## Problem statement:
Show every line of the listing below that contains the string "Assume", matching case exactly.

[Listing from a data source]

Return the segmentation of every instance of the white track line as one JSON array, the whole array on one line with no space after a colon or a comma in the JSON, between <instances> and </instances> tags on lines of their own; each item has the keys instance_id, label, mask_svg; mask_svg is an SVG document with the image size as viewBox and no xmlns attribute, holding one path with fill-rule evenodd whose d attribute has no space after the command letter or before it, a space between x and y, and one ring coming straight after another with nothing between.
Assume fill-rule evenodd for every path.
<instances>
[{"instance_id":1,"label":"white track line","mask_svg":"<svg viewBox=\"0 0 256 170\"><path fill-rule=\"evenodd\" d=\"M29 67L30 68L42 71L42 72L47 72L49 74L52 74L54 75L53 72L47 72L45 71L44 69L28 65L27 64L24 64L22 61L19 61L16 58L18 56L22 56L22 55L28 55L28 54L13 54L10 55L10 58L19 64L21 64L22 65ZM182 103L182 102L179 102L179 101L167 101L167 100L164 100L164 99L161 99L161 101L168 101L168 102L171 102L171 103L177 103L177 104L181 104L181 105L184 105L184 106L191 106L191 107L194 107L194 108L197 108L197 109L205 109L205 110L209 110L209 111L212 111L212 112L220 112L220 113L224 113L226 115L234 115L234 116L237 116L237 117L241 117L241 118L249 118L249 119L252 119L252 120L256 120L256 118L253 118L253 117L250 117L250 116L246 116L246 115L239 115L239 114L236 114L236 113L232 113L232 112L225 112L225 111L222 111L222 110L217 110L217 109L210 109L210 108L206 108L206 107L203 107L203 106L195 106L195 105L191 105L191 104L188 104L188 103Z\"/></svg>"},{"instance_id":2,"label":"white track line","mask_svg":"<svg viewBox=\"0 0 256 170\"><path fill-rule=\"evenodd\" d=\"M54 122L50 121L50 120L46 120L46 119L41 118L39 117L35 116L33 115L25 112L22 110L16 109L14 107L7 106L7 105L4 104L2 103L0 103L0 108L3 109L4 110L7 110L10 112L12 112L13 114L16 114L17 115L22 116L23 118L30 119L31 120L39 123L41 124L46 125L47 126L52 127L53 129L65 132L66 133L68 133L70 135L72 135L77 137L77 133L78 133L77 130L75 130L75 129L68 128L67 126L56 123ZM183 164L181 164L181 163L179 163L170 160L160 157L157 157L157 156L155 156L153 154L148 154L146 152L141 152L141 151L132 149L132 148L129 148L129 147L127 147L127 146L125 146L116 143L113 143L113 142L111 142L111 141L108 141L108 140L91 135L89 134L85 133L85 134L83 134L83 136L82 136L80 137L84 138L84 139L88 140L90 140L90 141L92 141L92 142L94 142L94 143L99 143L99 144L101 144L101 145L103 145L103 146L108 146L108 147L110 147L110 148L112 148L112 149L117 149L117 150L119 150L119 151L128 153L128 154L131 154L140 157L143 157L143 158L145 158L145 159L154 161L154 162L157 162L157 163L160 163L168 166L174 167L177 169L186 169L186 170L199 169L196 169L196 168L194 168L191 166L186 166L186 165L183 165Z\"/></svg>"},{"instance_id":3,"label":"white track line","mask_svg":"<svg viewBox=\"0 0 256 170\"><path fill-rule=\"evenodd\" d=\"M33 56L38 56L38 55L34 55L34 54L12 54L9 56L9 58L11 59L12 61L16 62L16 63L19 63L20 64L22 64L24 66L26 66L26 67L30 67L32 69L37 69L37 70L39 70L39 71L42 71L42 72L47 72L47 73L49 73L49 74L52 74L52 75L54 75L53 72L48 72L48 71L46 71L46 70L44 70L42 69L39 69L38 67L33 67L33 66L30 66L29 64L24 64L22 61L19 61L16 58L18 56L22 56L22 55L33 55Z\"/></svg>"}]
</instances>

## Solution:
Assume fill-rule evenodd for every path.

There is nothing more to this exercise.